> _TASK PROMPT_
Copy each line of the data below with the word "ridge".

> _DATA FOR THIS EXERCISE_
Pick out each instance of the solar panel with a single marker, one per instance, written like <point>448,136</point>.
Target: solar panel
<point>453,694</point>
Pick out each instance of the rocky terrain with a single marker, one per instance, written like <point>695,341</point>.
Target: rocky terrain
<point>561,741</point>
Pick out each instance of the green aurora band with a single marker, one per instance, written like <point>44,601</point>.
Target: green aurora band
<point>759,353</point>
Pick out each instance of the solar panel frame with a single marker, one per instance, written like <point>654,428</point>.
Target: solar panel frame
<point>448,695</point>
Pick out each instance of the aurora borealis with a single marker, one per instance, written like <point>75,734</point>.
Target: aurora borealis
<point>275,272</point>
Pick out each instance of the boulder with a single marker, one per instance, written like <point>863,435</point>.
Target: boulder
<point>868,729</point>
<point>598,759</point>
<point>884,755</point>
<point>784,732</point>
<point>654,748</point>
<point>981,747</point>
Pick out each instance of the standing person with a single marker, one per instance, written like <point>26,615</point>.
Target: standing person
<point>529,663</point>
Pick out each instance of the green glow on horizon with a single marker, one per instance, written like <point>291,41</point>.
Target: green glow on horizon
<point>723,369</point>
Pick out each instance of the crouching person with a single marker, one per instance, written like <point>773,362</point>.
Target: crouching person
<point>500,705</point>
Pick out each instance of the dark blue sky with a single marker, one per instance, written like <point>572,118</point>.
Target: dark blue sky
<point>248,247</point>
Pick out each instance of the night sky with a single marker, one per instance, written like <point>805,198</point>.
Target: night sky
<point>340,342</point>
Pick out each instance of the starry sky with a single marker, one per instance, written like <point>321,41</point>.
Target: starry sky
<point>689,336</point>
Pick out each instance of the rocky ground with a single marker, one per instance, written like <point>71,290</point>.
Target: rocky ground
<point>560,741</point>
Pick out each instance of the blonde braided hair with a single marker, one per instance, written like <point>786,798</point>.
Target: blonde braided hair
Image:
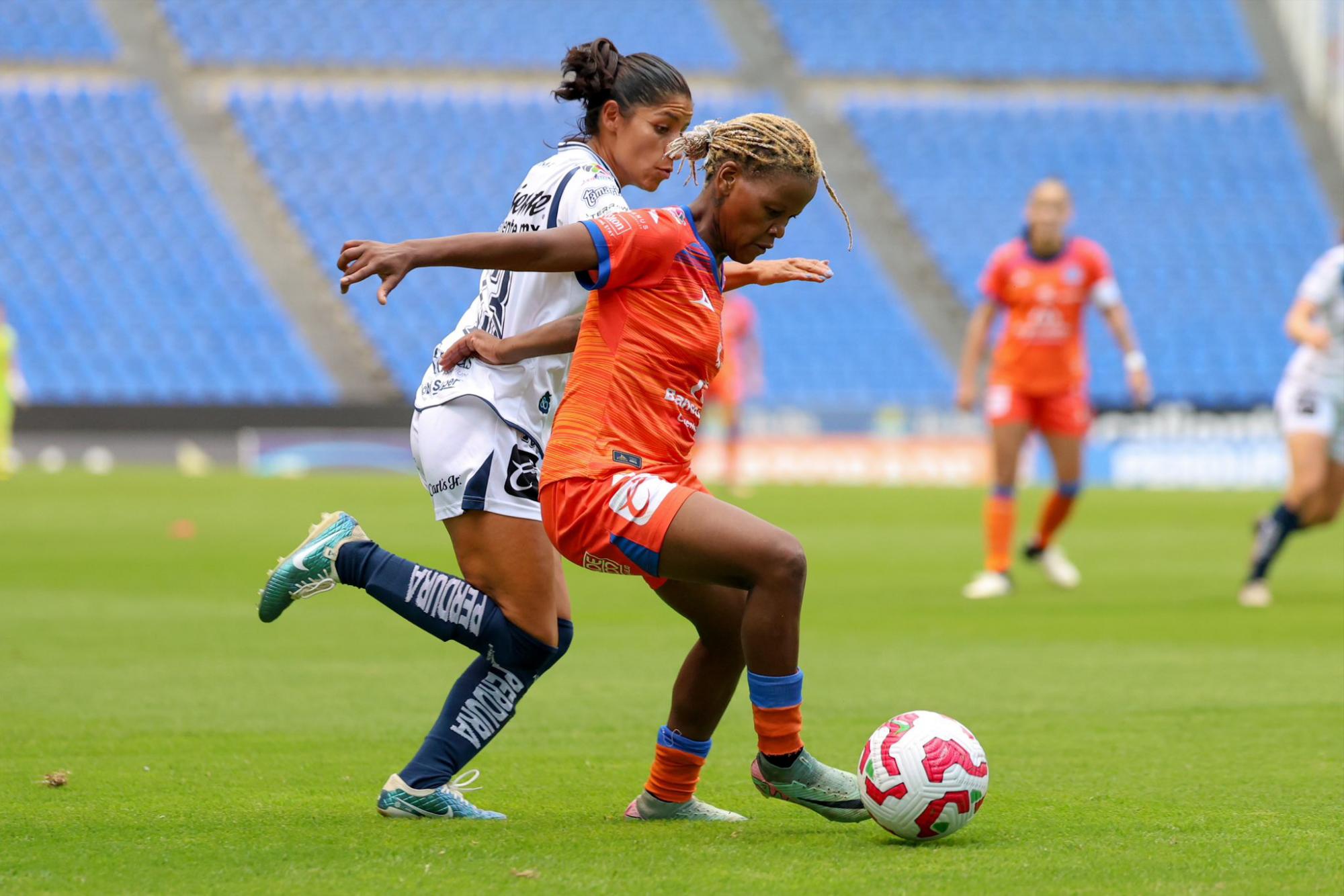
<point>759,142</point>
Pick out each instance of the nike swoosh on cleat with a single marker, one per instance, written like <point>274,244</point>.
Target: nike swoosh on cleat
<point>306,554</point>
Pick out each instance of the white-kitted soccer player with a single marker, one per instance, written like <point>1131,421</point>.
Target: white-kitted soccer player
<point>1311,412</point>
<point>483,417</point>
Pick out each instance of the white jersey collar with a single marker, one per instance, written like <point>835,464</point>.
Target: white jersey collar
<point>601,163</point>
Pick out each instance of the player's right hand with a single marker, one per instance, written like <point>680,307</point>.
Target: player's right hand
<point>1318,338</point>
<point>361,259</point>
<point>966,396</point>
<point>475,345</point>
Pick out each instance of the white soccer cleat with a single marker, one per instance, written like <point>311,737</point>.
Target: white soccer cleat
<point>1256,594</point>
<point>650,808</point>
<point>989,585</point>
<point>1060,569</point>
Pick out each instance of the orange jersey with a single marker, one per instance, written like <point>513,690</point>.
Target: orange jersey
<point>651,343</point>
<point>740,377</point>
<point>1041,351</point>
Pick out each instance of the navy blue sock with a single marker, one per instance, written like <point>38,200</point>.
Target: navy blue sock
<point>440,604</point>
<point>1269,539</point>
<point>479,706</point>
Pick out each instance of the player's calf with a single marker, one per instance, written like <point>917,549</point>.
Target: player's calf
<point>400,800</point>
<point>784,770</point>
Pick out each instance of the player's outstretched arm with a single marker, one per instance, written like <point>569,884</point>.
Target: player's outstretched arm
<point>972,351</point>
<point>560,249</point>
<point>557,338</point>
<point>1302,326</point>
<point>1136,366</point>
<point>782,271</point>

...

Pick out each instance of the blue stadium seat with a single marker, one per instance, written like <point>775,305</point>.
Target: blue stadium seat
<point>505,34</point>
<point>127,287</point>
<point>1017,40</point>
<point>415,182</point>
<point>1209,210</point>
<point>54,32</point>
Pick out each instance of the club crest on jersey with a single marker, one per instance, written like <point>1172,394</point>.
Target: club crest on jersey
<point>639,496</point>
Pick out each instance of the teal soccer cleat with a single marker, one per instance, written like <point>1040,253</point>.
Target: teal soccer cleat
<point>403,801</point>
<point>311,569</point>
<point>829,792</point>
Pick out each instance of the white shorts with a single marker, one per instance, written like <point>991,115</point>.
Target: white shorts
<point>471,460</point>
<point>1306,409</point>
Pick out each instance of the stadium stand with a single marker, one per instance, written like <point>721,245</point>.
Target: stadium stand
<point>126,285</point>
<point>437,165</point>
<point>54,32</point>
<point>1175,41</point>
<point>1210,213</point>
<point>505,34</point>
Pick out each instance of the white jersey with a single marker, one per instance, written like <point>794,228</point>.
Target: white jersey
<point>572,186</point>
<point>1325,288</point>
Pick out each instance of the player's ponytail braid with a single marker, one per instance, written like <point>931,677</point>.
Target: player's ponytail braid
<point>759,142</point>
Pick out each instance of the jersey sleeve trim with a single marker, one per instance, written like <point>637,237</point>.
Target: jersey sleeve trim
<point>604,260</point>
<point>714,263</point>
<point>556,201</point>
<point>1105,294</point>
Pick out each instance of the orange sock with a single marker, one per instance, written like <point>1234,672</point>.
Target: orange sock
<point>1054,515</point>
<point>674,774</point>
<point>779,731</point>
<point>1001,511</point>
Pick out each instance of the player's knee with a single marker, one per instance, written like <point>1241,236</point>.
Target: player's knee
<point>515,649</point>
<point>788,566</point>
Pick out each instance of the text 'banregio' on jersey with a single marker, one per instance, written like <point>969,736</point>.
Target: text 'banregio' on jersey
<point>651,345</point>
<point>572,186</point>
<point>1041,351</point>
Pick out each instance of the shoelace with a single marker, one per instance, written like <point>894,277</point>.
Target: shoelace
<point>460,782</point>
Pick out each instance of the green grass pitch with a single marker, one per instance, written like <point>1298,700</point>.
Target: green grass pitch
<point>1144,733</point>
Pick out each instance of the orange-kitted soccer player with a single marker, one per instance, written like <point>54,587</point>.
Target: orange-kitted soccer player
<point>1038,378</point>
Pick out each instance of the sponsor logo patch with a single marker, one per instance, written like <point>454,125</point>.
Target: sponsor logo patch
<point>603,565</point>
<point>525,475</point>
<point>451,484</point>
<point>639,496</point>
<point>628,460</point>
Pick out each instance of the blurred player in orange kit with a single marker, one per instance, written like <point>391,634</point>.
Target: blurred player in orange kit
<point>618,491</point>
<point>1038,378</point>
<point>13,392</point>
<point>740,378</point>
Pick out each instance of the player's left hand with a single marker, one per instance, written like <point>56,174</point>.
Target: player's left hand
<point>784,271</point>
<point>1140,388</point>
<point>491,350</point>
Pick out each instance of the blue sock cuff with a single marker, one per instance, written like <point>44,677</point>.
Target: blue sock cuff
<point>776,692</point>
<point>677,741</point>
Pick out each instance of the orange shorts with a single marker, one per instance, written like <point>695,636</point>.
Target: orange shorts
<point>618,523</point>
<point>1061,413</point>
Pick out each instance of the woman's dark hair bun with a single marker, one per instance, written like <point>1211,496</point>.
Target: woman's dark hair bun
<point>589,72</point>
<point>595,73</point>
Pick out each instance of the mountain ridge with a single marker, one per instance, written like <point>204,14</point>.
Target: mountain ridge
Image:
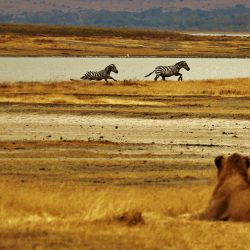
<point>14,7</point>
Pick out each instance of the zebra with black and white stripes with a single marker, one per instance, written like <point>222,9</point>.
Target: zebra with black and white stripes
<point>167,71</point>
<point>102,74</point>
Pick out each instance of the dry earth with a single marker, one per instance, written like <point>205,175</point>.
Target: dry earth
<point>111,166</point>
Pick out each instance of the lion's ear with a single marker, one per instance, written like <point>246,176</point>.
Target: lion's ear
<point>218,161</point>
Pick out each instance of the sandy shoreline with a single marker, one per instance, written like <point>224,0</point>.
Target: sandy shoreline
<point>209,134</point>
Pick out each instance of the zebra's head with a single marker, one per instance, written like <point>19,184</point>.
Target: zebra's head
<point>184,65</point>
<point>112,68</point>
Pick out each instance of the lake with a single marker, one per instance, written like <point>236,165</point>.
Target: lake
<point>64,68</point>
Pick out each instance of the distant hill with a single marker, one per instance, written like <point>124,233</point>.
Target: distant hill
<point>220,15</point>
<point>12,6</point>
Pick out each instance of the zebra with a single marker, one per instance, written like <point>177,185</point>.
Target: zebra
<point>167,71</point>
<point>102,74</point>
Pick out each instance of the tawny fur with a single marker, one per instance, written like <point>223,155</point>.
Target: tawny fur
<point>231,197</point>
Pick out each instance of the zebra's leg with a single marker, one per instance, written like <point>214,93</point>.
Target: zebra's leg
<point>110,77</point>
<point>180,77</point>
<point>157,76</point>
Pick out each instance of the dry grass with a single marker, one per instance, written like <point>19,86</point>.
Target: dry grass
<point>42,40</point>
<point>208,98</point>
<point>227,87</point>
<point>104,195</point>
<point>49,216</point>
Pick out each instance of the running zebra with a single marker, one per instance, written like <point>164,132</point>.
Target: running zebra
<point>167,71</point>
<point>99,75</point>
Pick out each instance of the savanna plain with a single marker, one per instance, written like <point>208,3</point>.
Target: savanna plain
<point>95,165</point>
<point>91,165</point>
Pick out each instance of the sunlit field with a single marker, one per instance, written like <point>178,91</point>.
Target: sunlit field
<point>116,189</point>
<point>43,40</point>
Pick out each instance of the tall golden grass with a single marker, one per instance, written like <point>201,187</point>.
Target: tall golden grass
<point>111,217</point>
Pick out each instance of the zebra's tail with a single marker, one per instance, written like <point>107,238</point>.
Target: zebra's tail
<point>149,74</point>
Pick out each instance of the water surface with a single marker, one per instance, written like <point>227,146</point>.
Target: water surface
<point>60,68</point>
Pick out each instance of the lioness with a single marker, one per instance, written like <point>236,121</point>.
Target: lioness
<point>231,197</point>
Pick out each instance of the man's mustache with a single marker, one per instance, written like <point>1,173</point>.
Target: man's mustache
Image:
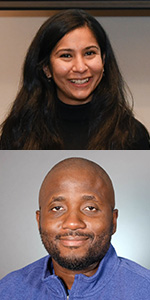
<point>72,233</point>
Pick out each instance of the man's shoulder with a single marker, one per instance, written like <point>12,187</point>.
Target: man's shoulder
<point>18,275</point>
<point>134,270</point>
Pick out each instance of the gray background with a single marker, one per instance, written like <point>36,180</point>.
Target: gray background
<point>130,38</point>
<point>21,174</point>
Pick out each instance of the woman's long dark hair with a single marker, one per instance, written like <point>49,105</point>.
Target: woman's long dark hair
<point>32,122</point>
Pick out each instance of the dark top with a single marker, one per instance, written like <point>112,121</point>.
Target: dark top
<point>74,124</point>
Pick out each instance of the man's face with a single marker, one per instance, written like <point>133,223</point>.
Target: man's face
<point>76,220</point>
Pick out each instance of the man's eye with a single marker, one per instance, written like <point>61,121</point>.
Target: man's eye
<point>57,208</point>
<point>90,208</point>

> _TASK SOLUTION_
Pick out each instance of the mountain ridge with a single marker, one per instance, written like <point>204,14</point>.
Target: mountain ridge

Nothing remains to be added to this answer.